* **WORK TO BE COMPLETED**:
Lay out the lines of the material below as a Markdown table with the columns "Number" and "Line", starting at the line that contains "Where in the photo above can the bush" and ending at the line that contains "(1024, 384)". Omit blank lines and include only these lines.

* BEGIN MATERIAL *

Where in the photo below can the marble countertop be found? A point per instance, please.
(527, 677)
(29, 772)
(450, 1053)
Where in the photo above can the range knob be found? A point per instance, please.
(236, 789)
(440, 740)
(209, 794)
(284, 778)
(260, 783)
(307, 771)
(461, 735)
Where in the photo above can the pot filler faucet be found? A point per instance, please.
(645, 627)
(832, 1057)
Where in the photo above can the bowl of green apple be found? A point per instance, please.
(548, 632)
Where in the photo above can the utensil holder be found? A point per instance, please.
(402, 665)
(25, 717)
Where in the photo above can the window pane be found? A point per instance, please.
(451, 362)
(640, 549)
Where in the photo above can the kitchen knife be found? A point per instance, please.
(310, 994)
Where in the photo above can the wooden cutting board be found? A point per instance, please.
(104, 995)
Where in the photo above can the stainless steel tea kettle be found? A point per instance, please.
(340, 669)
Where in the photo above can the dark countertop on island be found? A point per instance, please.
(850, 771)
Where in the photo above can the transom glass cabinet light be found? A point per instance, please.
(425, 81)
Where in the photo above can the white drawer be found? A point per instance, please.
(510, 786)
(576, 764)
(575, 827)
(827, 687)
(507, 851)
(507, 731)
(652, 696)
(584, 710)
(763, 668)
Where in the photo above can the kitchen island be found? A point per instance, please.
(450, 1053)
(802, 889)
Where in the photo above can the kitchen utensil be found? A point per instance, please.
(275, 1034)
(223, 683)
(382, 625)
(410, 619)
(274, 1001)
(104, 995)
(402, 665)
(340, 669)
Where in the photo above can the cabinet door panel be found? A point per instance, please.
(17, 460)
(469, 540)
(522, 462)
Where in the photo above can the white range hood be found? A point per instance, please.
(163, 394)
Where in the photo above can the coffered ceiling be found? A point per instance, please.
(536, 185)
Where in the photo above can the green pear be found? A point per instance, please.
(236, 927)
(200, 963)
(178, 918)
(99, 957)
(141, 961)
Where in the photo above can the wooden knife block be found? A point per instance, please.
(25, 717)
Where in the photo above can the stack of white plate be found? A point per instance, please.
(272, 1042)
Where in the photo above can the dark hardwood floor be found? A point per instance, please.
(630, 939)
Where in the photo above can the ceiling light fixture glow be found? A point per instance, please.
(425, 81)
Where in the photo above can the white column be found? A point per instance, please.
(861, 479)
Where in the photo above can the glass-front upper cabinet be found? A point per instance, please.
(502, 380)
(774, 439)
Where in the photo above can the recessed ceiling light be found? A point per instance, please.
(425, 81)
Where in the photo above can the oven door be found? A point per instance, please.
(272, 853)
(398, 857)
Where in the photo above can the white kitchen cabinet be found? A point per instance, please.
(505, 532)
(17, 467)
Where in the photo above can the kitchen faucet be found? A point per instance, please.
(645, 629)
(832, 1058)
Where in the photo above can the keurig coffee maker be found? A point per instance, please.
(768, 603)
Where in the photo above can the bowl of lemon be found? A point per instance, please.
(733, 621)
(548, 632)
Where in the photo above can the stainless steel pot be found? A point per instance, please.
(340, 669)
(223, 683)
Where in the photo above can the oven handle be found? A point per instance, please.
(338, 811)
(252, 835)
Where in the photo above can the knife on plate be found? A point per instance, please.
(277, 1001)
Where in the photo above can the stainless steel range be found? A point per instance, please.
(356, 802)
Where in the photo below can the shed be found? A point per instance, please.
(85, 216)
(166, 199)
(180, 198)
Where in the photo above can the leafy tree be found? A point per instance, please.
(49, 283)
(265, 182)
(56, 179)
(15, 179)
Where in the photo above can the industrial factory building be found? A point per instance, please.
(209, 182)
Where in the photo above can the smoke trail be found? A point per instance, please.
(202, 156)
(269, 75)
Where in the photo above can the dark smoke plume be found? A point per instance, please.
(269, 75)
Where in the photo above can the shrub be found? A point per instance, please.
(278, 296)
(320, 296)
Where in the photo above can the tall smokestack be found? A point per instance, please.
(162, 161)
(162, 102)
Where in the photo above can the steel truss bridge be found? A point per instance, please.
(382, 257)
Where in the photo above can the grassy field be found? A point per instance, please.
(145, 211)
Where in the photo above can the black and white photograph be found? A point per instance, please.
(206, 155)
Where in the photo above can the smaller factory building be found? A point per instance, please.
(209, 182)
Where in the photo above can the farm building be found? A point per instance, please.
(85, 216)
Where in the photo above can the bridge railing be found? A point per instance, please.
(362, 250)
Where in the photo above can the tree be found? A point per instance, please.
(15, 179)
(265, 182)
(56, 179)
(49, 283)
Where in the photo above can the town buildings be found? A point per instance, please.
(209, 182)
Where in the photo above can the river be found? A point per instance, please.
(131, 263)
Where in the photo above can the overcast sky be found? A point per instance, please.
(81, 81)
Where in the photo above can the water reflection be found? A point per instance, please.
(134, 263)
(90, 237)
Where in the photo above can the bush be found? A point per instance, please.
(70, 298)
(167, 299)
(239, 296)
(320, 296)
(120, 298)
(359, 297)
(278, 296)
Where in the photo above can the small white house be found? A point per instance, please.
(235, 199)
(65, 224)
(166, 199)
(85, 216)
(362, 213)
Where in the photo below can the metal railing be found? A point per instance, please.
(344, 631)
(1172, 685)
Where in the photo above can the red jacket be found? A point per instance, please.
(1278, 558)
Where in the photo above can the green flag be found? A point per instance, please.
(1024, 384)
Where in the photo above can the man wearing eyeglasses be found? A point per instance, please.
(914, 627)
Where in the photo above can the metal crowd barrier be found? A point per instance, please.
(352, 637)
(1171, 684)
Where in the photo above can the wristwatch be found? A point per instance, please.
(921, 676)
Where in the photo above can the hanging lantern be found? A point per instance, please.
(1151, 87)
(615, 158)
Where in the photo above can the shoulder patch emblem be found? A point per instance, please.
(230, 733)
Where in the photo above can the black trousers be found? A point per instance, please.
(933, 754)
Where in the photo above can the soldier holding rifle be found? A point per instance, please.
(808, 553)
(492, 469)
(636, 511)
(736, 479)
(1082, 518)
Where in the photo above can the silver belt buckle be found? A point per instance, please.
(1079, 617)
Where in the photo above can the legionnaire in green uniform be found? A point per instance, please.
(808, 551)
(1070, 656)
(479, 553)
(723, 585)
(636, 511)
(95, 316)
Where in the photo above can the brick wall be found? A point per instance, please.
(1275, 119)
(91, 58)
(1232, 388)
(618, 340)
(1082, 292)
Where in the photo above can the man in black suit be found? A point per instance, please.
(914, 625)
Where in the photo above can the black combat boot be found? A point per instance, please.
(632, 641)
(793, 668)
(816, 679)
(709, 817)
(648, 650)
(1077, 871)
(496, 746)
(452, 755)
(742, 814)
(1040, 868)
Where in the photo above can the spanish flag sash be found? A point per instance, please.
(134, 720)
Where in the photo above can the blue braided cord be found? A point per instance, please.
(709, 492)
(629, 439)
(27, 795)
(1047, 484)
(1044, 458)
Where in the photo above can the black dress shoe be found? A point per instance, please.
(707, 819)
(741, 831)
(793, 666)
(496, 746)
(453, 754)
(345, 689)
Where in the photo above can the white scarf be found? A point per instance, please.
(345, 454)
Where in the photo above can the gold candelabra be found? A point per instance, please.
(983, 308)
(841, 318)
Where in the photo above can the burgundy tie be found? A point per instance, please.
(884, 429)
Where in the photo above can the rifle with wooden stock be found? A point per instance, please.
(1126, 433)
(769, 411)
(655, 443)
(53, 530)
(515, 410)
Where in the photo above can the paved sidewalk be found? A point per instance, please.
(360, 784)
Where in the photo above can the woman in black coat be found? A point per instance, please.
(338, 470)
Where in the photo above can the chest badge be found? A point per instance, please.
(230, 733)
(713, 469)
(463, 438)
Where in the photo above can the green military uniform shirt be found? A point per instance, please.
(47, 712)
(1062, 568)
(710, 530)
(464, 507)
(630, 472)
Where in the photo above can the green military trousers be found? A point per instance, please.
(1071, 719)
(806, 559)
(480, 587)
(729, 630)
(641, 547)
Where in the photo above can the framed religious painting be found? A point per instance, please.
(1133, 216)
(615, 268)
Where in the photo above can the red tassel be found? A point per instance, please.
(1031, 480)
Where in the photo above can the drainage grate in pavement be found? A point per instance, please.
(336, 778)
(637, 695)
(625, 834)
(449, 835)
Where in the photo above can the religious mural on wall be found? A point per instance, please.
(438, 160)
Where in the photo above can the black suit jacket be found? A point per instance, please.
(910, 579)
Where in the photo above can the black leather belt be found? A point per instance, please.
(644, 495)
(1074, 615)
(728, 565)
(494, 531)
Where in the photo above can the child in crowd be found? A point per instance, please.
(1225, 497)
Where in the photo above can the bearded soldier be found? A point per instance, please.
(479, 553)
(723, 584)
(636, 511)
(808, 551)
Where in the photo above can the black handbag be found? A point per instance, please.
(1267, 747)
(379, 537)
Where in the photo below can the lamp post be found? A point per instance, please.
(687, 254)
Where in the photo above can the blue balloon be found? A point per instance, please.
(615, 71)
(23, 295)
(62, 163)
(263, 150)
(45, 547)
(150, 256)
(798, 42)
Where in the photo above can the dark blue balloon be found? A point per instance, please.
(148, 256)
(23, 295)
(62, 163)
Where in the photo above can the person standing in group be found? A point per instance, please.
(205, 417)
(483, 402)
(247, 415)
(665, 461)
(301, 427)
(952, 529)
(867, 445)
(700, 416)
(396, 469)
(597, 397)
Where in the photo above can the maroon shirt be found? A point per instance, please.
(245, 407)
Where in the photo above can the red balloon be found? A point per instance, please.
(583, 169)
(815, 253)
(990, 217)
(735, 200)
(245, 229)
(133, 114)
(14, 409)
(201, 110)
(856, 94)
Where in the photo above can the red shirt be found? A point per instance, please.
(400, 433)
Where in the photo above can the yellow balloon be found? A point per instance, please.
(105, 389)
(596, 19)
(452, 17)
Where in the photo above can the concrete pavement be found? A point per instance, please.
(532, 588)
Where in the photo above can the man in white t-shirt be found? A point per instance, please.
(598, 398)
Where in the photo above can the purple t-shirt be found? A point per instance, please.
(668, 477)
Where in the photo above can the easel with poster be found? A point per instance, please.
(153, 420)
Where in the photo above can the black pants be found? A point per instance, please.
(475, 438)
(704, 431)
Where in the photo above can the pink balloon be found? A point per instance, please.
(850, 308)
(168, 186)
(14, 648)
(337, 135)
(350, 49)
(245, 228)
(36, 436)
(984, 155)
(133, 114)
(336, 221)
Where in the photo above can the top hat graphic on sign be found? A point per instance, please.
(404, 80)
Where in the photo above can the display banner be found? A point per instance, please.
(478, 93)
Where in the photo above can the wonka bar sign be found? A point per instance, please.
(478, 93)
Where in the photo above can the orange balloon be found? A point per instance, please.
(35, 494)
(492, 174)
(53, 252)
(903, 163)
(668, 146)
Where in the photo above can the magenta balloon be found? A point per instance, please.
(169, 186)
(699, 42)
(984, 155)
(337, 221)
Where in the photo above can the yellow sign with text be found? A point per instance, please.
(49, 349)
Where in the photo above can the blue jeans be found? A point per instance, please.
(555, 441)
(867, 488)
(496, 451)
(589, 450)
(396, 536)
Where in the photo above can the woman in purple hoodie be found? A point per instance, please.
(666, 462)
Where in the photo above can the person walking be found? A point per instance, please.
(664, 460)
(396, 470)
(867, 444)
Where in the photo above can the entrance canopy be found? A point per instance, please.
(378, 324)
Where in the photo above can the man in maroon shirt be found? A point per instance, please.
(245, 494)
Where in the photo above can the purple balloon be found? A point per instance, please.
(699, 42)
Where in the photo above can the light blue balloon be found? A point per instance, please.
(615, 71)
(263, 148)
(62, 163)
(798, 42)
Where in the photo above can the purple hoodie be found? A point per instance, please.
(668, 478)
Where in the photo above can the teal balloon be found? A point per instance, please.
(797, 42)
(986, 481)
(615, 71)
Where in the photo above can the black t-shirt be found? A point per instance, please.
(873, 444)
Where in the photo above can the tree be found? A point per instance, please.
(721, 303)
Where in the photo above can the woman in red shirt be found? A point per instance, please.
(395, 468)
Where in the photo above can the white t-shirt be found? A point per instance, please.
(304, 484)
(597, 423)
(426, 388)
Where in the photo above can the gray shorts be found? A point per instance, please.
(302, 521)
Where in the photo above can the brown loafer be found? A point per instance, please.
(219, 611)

* END MATERIAL *

* **TASK OUTPUT**:
| Number | Line |
|---|---|
| 1 | Where in the photo above can the bush be found? A point per instance, please. |
| 2 | (70, 298) |
| 3 | (167, 299) |
| 4 | (239, 296) |
| 5 | (320, 296) |
| 6 | (120, 298) |
| 7 | (359, 297) |
| 8 | (278, 296) |
| 9 | Where in the photo above can the small white house be found? A point per instance, please. |
| 10 | (235, 199) |
| 11 | (65, 224) |
| 12 | (166, 199) |
| 13 | (85, 216) |
| 14 | (362, 213) |
| 15 | Where in the photo below can the metal railing be found? A point per instance, please. |
| 16 | (344, 631) |
| 17 | (1172, 685) |
| 18 | Where in the photo above can the red jacket be found? A point per instance, please. |
| 19 | (1278, 558) |
| 20 | Where in the photo above can the green flag be found? A point per instance, please. |
| 21 | (1024, 384) |